**YOUR TASK**: Render every line of the material below as a numbered list, skipping blank lines and omitting the pictures.
──────── RECORDED INFORMATION ────────
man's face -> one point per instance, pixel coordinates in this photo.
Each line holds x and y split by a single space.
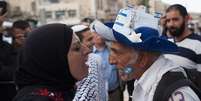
175 23
122 56
87 40
20 35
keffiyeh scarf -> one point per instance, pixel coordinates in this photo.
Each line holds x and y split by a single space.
92 87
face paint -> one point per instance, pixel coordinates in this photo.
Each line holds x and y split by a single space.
128 70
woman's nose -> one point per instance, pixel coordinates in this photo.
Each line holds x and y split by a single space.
112 60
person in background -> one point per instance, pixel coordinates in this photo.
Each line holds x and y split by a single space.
189 43
138 53
20 31
109 72
7 86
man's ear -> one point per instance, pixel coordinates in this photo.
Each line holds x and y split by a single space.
141 60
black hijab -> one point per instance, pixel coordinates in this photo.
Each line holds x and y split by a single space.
44 58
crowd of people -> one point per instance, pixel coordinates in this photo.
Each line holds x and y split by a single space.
96 61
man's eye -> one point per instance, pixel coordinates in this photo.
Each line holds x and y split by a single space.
76 48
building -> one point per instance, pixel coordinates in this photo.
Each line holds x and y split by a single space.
66 11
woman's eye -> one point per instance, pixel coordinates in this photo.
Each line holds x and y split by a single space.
76 48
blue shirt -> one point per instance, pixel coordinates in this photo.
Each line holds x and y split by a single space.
109 71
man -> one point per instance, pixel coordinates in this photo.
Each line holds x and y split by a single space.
141 50
108 71
85 36
189 44
20 30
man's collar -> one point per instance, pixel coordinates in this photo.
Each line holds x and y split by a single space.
153 75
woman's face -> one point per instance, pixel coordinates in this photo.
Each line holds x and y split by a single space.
76 59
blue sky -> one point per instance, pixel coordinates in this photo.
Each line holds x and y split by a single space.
191 5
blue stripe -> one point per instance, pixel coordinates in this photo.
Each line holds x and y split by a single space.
125 15
189 54
120 24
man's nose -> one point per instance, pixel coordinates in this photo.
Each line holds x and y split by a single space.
112 60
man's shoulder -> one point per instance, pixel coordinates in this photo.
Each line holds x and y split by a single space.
184 94
194 37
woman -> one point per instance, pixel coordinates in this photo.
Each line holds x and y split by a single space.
52 62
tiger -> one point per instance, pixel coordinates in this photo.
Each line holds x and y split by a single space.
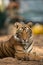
20 43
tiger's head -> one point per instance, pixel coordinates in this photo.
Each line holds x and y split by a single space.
24 36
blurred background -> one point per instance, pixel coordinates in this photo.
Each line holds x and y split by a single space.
31 10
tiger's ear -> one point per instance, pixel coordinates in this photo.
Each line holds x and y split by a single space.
30 24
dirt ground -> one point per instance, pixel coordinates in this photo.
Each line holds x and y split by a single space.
38 41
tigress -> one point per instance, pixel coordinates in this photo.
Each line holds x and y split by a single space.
20 43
────────
**REPLY**:
1. man's face -> one point per instance, pixel coordinates in this photo.
2. Each line holds x and y split by a single space.
3. 175 23
4. 122 56
5. 87 40
6. 20 35
7. keffiyeh scarf -> one point per instance, pixel coordinates in this photo.
8. Each line holds x and y split by a single space.
9. 92 87
10. face paint -> one point per instance, pixel coordinates in this photo.
11. Each line holds x and y split by a single space.
12. 128 70
13. woman's nose -> one point per instance, pixel coordinates in this photo.
14. Each line holds x and y split by a single space.
15. 112 60
16. person in background -> one point per instance, pixel coordinates in this photo.
17. Each line holds x and y split by a single space.
18. 189 43
19. 138 53
20. 20 31
21. 109 72
22. 7 86
23. man's ear -> one point per instance, pixel coordinates in this photo.
24. Each line holds x and y split by a single space.
25. 141 60
26. black hijab -> one point per instance, pixel coordinates in this photo.
27. Each line holds x and y split by a single space.
28. 44 58
29. crowd of people -> one point per instance, pixel coordinates in this photo.
30. Each line holds x and y split by a single space.
31. 96 61
32. man's eye -> one point per instance, pixel coordinates in this photo.
33. Each line holds x and y split by a single space.
34. 76 48
35. building -> one point per instance, pixel coordinates in this photo.
36. Each line holds x and y split by a single space.
37. 66 11
38. woman's eye -> one point per instance, pixel coordinates in this photo.
39. Each line holds x and y split by a single space.
40. 76 48
41. blue shirt -> one point per instance, pixel coordinates in this photo.
42. Each line holds x and y split by a single space.
43. 109 71
44. man -> one point per instance, pixel coordinates in this photo.
45. Each line holds x and y split by a single space.
46. 141 50
47. 108 71
48. 85 36
49. 189 44
50. 20 30
51. man's collar -> one point per instance, pixel coordinates in this photo.
52. Each line holds x and y split by a single space.
53. 153 75
54. woman's face -> one point per instance, pixel coordinates in this photo.
55. Each line holds x and y split by a single space.
56. 76 59
57. blue sky -> one point per instance, pixel coordinates in this photo.
58. Each line holds x and y split by a single space.
59. 191 5
60. blue stripe -> one point per instance, pixel coordinates in this photo.
61. Each line holds x and y split by a single space.
62. 125 15
63. 189 54
64. 120 24
65. man's nose -> one point per instance, pixel coordinates in this photo.
66. Each line holds x and y split by a single space.
67. 112 60
68. man's shoulder -> one point per instance, pixel coordinates in this photo.
69. Each line holds x and y split by a single space.
70. 184 94
71. 194 37
72. woman -> one point per instance, pixel coordinates in this photo.
73. Each line holds x and y split by a single space.
74. 52 62
75. tiger -> one point per instance, pixel coordinates in this photo.
76. Each line holds x and y split by a single space.
77. 20 43
78. tiger's head -> one point per instance, pixel coordinates in this photo.
79. Each line holds x and y split by a single space.
80. 24 36
81. blurred background -> one point per instance, pixel coordinates in this photo.
82. Each line holds x and y split by a single space.
83. 31 10
84. tiger's ear -> one point per instance, pixel coordinates in this photo.
85. Each line holds x and y split by a single space.
86. 30 24
87. dirt ground -> one point per instance, pixel coordinates in this photo.
88. Each line holds x and y split by a single space.
89. 38 41
90. tigress -> one point per instance, pixel coordinates in this photo.
91. Each line holds x and y split by a single space.
92. 20 43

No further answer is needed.